** Begin STORED ROWS **
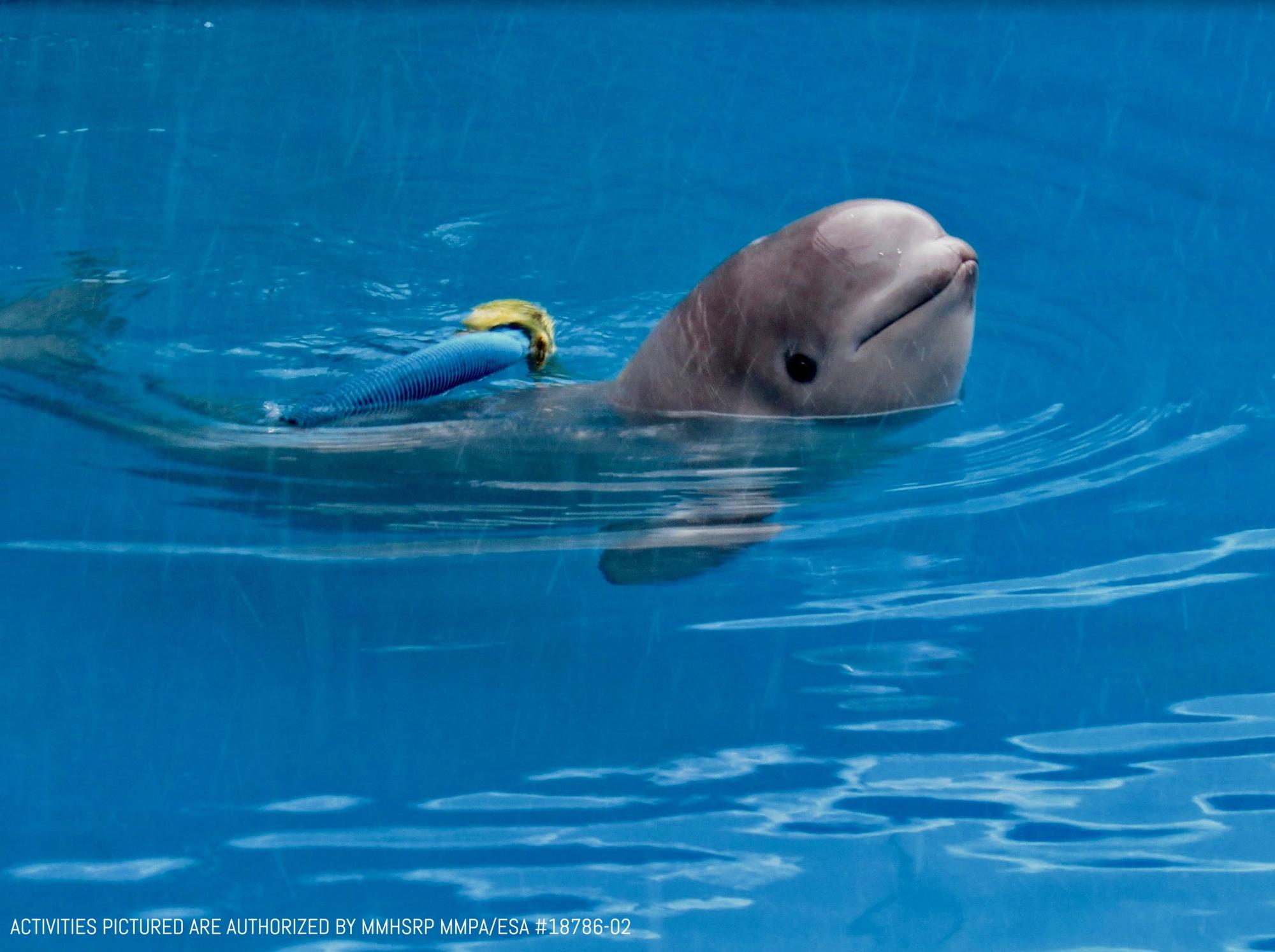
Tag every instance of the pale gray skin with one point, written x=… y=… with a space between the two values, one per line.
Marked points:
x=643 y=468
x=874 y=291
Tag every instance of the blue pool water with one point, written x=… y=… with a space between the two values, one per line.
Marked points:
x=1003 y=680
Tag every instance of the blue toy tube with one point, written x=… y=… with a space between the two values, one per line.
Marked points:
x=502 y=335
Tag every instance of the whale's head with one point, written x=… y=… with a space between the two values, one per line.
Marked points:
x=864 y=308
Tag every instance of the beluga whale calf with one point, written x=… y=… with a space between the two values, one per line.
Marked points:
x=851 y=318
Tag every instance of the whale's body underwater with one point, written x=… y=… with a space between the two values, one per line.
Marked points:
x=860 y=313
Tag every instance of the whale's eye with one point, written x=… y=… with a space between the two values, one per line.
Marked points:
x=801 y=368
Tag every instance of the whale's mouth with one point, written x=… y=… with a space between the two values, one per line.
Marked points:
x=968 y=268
** End STORED ROWS **
Can you recast the whole listing above as a JSON list of strings, with one string per line and no blank lines? Leave the pictures out.

[
  "Tag every instance of the pale gray skin with one point, written x=… y=… with a space between the two values, one per line.",
  "Marked points:",
  "x=643 y=468",
  "x=874 y=291",
  "Tag every instance of the blue pool water with one point, written x=… y=… with a space between the two values, one per line.",
  "Marked points:",
  "x=1003 y=680",
  "Tag every instance of the blue toy tube with one point, written x=… y=… with a space between the two values, one per line.",
  "Marked points:",
  "x=502 y=335",
  "Tag every instance of the whale's head with one point, written x=… y=… with a space between the two values, one per line.",
  "Marked points:",
  "x=864 y=308",
  "Tag every instance of the beluga whale calf with one point, written x=… y=… with a space between the two values, one per line.",
  "Marked points:",
  "x=851 y=318",
  "Tag every instance of the whale's body underwater with one point, written x=… y=… with a space between the two values, one per line.",
  "Marked points:",
  "x=860 y=313",
  "Tag every instance of the whale's eye with one point, written x=… y=… with a space between the two values, one per line.",
  "Marked points:",
  "x=801 y=368",
  "Tag every instance of the whale's mouth with one point, written x=… y=… with a space between the two values, one per line.",
  "Marked points:",
  "x=968 y=268"
]